[Point localization data]

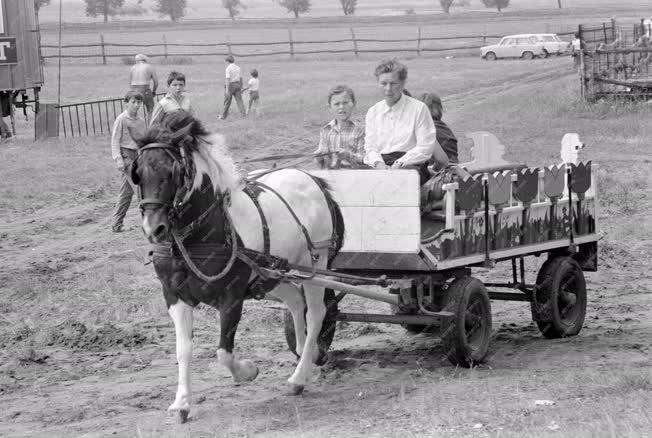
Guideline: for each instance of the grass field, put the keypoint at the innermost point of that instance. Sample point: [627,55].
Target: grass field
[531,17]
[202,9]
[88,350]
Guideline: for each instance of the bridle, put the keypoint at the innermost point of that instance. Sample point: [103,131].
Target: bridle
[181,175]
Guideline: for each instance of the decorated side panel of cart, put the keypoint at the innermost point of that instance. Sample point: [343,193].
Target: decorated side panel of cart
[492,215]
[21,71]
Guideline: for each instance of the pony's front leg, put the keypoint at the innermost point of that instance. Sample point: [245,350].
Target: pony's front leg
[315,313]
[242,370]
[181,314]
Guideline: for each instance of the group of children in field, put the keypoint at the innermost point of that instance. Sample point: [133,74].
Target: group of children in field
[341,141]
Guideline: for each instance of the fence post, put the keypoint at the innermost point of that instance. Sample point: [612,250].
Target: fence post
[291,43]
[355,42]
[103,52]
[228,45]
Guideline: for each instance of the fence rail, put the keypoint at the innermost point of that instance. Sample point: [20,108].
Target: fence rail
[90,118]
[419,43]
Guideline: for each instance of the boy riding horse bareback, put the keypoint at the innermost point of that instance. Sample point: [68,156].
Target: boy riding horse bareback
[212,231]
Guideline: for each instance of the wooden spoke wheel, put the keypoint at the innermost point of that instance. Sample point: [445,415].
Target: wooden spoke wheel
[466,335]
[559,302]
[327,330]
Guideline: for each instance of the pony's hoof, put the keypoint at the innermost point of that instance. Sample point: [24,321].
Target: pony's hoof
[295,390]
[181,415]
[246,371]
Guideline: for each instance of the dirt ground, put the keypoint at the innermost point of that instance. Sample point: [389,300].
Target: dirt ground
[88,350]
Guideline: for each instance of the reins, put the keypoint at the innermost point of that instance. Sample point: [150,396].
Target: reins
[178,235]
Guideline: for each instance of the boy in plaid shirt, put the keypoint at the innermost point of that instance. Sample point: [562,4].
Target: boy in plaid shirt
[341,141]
--
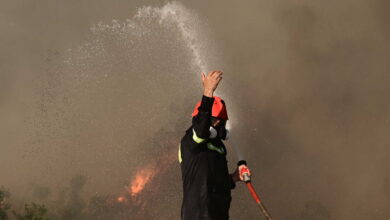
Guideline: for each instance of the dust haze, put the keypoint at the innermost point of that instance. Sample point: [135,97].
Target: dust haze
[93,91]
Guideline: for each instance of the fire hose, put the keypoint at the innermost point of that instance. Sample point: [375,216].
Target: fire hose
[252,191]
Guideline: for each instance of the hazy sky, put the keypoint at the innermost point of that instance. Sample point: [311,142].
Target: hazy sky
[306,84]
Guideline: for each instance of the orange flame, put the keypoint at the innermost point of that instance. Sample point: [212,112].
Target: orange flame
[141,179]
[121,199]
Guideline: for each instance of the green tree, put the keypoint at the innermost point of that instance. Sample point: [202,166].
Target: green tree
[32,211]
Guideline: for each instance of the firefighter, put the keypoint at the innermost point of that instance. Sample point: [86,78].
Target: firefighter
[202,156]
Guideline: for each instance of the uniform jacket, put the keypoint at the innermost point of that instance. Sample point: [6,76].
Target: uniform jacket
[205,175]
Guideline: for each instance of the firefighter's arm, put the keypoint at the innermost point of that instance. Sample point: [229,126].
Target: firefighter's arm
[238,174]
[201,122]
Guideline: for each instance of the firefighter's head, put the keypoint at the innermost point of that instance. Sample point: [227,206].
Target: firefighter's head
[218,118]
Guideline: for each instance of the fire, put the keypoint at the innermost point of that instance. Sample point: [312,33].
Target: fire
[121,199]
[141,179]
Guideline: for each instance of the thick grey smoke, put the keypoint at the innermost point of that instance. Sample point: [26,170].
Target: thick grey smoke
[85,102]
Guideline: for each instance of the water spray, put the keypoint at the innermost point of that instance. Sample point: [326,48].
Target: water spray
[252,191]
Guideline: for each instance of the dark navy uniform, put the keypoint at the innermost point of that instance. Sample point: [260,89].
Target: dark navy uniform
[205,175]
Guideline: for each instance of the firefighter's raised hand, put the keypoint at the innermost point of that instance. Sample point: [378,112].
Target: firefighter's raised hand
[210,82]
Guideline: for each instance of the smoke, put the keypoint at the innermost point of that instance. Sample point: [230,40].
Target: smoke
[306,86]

> _Directions for this task_
What is asked for is an exact copy of the lines above from the one containing "Guideline: for each instance of the fire hose, put" through the one containing "Guideline: for each instance of the hazy", and only those.

> _Exercise answer_
Guideline: for each instance of the fire hose, put the keypoint at the innermost point of that instance. Sample point: [375,216].
Target: fire hose
[252,191]
Guideline: for each instance of the hazy sky, put the keypoint at the innermost point of that instance. Sample point: [311,142].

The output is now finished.